● **Given passage**
§ §

Isolation and activation of CD8+NKT-like cells, NK cells, and NK1.1−CTLs
Splenocytes from OT-I mice (or SV40-specific TCR transgenic mice) were cultured in RPMI-1640 medium supplemented with 10% FCS, 50 ng/mL recombinant mouse IL-2, 10 ng/mL recombinant mouse IL-7, 50 ng/mL recombinant mouse IL-15, and DC-loaded OT-1 peptides (at 1 × 104 per 106 splenocytes) for 7 days. These lymphocytes were collected and stained with fluorescent antibodies. The population of CD8+NK1.1+TCRβ+ (CD8+NKT-like cells), NK1.1+TCRβ− (NK cells) and CD8+NK1.1−TCRβ+ (NK1.1−CTLs) cells was sorted using FACSAria II flow cytometry.
CD8+NKT-like cells, NK cells, and NK1.1−CTLs were isolated as described above and high-throughput transcriptome sequencing was performed at Beijing Genomics Institute. Relative intensities of all genes among CD8+NKT-like cells, NK cells, and NK1.1−CTLs were plotted as heat maps to depict their relationship. Expression profiles of the markers of T-cell activation, adhesion, and cytotoxicity as well as NK cell receptors were also shown as heatmaps.
B16-F10 cells were stained with DDAO-SE (red) and co-cultured with CD8+NKT-like cells on slides. Fixation and permeabilization were carefully carried out using intracellular cytokine staining kit (BD Pharmingen, CA, USA) on slides at 8, 16, and 24 h. These cells were stained with Hoechst 33,342 (blue, Life Technologies, MA, USA) and phycoerythrin (PE)-conjugated antibody against granzyme B (red). Images demonstrating the interaction between B16-F10 and CD8+NKT-like cells were obtained by BD Pathway 855 High Content Imager.

§ §

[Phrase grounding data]
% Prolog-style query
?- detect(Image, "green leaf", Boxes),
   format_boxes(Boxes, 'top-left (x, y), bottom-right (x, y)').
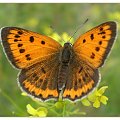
top-left (50, 33), bottom-right (60, 41)
top-left (36, 107), bottom-right (48, 117)
top-left (93, 99), bottom-right (100, 108)
top-left (55, 101), bottom-right (64, 109)
top-left (81, 98), bottom-right (91, 106)
top-left (88, 90), bottom-right (96, 102)
top-left (98, 86), bottom-right (108, 95)
top-left (100, 96), bottom-right (108, 105)
top-left (26, 104), bottom-right (37, 116)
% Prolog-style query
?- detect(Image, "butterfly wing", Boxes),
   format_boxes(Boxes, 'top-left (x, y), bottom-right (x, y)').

§ §

● **Required action A**
List every supplement that the methods passage says was added to the RPMI-1640 medium for culturing the splenocytes, with its stated amount.
● **Required action B**
According to the methods passage, where was the high-throughput transcriptome sequencing done?
● **Required action C**
Based on the methods passage, explain why the relative intensities of all genes in the three cell populations were plotted as heat maps.

● **Task output A**
- 10% FCS
- 50 ng/mL recombinant mouse IL-2
- 10 ng/mL recombinant mouse IL-7
- 50 ng/mL recombinant mouse IL-15
- DC-loaded OT-1 peptides, at 1 × 10^4 per 10^6 splenocytes

● **Task output B**
It was done at Beijing Genomics Institute.

● **Task output C**
The relative intensities of all genes among CD8+NKT-like cells, NK cells, and NK1.1−CTLs were plotted as heat maps to depict the relationship between these three cell populations.